Entries from a point annotation set:
┄┄┄┄┄┄
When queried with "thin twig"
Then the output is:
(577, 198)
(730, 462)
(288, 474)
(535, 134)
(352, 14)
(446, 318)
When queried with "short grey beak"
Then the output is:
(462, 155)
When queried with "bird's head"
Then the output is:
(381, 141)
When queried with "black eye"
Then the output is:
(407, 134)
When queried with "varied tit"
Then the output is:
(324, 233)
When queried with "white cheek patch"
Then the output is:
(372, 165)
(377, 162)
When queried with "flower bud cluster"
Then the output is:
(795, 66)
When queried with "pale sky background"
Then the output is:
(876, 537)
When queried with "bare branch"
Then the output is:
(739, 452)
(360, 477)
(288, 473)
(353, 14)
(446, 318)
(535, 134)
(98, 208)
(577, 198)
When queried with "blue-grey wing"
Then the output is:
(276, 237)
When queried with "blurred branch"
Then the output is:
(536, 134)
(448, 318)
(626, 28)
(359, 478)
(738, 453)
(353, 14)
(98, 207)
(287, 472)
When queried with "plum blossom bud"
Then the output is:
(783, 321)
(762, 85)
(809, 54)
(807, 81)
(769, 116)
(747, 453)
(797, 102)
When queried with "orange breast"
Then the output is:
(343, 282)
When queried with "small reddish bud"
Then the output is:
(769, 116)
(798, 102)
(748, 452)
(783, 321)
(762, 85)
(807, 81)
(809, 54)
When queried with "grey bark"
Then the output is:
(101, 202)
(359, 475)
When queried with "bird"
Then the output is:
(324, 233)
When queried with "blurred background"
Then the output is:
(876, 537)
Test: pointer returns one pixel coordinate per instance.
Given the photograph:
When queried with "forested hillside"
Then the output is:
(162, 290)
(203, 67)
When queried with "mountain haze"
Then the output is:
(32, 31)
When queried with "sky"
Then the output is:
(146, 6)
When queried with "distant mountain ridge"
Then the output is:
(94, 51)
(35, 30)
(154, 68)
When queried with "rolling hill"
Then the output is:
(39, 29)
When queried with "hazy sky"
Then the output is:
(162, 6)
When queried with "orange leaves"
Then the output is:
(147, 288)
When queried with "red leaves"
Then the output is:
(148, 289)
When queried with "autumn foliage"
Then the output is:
┄┄┄┄┄┄
Do this:
Render the lines from the one containing "Test: pointer returns" through the end of the entries as a JSON list of strings, one string per line, with blank lines omitted. Include only those lines.

Reply to the exercise:
[
  "Test: pointer returns one pixel coordinate per instance.",
  "Given the photograph:",
  "When queried with \"forested hillside\"",
  "Then the output is:",
  "(162, 290)",
  "(203, 67)",
  "When queried with \"mountain haze\"",
  "Then the output is:",
  "(32, 31)",
  "When queried with \"sky\"",
  "Then the output is:",
  "(146, 6)",
  "When queried with \"distant mountain ridge\"",
  "Then the output is:",
  "(94, 51)",
  "(35, 30)",
  "(154, 68)",
  "When queried with \"rolling hill\"",
  "Then the output is:",
  "(39, 29)",
  "When queried with \"hazy sky\"",
  "Then the output is:",
  "(162, 6)",
  "When queried with \"orange leaves\"",
  "Then the output is:",
  "(147, 288)",
  "When queried with \"red leaves\"",
  "Then the output is:",
  "(148, 289)",
  "When queried with \"autumn foliage\"",
  "Then the output is:"
]